[Dataset records about object locations]
-- START --
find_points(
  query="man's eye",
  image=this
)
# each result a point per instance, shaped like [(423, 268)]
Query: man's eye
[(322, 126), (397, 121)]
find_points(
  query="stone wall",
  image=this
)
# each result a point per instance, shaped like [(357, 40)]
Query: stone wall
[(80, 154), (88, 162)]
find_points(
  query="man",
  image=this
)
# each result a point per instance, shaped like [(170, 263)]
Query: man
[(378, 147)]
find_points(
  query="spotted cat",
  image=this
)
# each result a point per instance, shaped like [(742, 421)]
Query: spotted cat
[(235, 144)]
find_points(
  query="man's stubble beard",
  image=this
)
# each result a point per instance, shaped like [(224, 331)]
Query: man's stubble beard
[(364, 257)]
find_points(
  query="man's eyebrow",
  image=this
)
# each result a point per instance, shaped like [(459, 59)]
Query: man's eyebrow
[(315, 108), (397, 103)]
-- END --
-- START --
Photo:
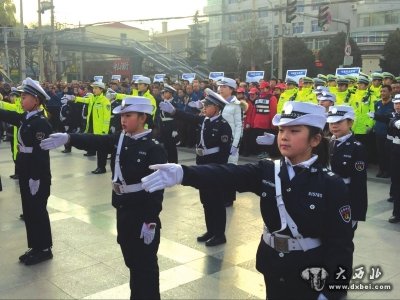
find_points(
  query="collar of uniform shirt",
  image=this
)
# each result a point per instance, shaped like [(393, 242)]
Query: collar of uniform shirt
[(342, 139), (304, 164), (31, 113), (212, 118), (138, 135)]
-- END --
-- START --
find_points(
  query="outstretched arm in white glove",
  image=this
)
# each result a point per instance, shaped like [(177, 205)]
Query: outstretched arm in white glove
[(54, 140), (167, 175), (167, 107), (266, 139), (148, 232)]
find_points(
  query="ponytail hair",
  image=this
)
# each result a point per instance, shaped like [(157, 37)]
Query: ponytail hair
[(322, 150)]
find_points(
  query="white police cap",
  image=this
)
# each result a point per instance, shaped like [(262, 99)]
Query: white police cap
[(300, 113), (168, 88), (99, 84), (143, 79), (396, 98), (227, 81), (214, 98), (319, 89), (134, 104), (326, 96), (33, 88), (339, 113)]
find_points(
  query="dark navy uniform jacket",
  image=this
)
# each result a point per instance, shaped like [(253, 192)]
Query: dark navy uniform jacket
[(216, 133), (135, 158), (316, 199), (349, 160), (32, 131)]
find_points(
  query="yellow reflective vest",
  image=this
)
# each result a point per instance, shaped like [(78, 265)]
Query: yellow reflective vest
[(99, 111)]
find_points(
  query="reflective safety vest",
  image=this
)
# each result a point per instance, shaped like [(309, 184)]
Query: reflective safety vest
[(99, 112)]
-- END --
■ **WHAT TO PRODUCE**: Locate every line in the listing above that contains the string "uniform", and copy each of those lines. Case counts.

■ **SOLUTION FOR THIS EXERCISE**:
  query="collar of uniform shirt",
Query: collar of uniform shirt
  query="dark navy uniform jacket",
Query: dark navy uniform jacket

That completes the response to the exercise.